[WHAT TO WORK ON]
Once the line containing "Where can you spot the patch" is found in the listing below, return it and each line after it through the last, exactly as given.

[DATASET EXCERPTS]
..............................

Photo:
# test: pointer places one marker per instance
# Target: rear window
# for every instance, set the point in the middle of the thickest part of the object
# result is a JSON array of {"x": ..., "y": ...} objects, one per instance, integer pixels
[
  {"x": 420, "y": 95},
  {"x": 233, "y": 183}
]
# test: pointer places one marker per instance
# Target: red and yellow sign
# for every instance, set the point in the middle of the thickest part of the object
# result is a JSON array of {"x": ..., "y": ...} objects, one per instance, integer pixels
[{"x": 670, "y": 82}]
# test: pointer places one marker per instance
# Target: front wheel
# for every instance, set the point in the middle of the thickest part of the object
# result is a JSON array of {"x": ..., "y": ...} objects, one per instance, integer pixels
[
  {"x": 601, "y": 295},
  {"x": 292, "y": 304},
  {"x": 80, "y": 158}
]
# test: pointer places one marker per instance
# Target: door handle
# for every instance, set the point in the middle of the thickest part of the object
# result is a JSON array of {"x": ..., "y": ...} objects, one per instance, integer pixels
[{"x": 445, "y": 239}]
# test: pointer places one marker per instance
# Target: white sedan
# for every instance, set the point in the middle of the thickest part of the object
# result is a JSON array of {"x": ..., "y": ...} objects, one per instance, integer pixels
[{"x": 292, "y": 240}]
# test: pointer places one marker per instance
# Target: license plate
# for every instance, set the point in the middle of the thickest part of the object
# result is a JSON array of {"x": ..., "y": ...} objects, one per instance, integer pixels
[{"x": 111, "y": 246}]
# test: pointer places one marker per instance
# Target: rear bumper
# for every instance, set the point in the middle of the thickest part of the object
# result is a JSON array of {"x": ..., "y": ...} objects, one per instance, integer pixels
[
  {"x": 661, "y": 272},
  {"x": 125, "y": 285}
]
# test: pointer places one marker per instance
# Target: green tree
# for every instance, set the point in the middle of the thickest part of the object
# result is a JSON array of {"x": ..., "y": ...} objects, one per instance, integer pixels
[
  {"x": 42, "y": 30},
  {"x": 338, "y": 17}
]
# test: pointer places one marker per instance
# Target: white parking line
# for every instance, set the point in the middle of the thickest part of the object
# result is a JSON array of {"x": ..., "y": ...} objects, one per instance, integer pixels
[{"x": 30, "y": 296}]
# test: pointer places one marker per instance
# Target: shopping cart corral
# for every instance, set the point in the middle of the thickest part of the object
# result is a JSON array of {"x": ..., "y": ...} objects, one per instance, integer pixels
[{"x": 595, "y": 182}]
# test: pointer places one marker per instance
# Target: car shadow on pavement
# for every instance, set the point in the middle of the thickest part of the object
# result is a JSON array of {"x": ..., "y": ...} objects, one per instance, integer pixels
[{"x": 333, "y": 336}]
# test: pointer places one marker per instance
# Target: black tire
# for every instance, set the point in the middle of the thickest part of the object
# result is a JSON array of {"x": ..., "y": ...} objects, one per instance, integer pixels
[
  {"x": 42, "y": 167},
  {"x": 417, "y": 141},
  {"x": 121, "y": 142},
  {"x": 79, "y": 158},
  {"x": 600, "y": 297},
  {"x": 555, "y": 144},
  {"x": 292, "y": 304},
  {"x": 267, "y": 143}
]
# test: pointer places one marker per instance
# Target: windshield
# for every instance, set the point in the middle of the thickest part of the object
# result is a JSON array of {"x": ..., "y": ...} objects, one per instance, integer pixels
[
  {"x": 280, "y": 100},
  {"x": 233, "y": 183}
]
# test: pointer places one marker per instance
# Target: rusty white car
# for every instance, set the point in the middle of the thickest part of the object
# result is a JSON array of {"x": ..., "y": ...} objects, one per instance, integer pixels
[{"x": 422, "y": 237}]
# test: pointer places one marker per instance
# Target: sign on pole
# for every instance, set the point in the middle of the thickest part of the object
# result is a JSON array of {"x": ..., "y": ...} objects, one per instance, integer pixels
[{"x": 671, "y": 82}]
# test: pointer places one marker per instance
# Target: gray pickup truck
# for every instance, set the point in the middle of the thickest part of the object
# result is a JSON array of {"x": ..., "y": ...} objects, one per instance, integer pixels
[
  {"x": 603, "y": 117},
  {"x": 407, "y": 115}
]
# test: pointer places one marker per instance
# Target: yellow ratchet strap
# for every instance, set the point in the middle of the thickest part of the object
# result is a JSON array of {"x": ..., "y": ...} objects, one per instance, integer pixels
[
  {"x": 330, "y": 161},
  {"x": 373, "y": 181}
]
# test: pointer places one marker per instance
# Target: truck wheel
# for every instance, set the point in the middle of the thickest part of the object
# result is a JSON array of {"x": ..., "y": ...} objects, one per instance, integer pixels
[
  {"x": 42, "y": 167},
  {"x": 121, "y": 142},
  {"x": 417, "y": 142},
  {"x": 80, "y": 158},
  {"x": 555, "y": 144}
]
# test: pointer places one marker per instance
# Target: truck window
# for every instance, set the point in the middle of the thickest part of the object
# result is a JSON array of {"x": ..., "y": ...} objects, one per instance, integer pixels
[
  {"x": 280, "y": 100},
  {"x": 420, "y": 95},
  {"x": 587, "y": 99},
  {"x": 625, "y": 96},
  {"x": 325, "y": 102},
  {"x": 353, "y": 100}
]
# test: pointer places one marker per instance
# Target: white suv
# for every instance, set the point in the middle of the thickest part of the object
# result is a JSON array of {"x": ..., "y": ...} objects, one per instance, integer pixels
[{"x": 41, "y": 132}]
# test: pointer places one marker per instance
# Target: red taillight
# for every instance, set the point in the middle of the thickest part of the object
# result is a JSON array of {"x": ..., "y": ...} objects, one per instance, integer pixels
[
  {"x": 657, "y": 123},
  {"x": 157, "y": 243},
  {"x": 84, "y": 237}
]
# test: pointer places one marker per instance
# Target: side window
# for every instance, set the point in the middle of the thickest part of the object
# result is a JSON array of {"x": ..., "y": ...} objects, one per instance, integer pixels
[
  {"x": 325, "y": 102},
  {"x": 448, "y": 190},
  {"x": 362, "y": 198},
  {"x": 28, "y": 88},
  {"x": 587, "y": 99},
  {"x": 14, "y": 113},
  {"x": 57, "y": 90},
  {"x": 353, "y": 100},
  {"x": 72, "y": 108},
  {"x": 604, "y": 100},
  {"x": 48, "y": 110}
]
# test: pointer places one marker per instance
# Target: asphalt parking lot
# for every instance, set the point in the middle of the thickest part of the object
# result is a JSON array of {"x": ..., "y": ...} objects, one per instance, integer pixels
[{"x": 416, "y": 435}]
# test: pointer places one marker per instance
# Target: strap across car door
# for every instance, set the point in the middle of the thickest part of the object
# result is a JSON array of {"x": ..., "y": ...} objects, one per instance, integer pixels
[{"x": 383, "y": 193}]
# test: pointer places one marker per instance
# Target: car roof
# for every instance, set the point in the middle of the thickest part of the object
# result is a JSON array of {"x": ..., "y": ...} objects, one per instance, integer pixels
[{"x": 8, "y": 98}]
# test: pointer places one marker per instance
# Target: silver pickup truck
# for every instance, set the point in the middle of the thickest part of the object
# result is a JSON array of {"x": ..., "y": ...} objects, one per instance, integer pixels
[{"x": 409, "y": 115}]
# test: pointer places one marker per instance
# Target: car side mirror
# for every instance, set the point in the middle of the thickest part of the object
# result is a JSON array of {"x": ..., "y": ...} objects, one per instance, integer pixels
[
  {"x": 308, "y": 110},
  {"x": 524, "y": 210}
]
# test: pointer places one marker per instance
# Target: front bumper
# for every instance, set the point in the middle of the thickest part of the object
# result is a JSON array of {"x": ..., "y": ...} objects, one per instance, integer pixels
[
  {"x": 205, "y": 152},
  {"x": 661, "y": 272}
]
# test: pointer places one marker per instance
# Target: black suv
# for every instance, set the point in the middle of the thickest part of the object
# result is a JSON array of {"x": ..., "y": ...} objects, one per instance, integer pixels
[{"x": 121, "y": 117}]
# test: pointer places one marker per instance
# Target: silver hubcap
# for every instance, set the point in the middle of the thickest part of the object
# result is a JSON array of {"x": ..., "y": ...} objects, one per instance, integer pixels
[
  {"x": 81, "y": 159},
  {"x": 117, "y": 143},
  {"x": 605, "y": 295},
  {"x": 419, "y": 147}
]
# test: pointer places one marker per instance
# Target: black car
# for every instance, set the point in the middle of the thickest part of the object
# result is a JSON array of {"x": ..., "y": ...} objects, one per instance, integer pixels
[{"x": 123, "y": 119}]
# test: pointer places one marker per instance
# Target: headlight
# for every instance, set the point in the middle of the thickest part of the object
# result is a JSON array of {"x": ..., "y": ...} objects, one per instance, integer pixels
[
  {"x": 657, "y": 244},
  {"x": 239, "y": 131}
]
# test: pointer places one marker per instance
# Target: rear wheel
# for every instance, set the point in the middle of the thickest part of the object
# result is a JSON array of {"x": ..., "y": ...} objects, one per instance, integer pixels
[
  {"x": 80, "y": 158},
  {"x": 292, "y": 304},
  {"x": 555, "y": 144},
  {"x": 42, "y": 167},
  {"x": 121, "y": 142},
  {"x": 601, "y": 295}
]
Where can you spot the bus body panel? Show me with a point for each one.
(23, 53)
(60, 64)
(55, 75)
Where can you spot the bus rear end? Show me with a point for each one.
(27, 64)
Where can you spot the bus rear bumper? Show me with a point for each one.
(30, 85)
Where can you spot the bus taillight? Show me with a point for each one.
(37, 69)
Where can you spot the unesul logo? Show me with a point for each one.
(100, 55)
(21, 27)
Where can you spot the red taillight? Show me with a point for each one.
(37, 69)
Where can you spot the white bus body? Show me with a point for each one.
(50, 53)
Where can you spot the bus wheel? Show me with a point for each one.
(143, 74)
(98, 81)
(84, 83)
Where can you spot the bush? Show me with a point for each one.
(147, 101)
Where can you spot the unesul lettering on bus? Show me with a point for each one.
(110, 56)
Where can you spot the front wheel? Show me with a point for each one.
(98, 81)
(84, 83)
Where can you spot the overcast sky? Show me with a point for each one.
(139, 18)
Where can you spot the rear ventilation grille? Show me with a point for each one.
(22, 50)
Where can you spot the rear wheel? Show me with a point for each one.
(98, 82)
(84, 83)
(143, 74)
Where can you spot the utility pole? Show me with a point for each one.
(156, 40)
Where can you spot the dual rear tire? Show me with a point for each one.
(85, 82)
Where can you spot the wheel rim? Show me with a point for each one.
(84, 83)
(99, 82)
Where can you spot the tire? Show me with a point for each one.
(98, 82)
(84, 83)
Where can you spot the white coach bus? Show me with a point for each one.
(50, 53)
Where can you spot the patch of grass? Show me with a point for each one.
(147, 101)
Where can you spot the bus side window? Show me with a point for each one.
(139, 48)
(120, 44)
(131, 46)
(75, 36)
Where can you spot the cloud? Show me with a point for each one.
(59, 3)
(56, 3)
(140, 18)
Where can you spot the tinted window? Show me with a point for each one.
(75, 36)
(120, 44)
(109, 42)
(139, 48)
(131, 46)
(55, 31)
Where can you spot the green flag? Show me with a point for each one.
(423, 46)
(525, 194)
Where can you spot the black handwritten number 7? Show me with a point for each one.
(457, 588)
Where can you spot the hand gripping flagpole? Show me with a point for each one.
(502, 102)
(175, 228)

..............................

[ANSWER TO THE PROBLEM]
Where can you spot the patch of grass? Show me with a point for each one.
(147, 101)
Where can you spot the bus side window? Show me with a point for each one.
(139, 48)
(120, 44)
(131, 46)
(75, 36)
Where can you spot the cloud? Show me with a point for each one.
(59, 3)
(56, 3)
(140, 18)
Where can you spot the tinted window? Show me with a point for each one.
(75, 36)
(120, 44)
(109, 42)
(139, 48)
(131, 46)
(55, 31)
Where can you spot the green flag? Show me with a point for each one.
(423, 46)
(525, 194)
Where can you spot the black handwritten number 7? Show me with a point for each one.
(457, 588)
Where can you spot the hand gripping flagpole? Show me with a point for each one.
(502, 102)
(175, 228)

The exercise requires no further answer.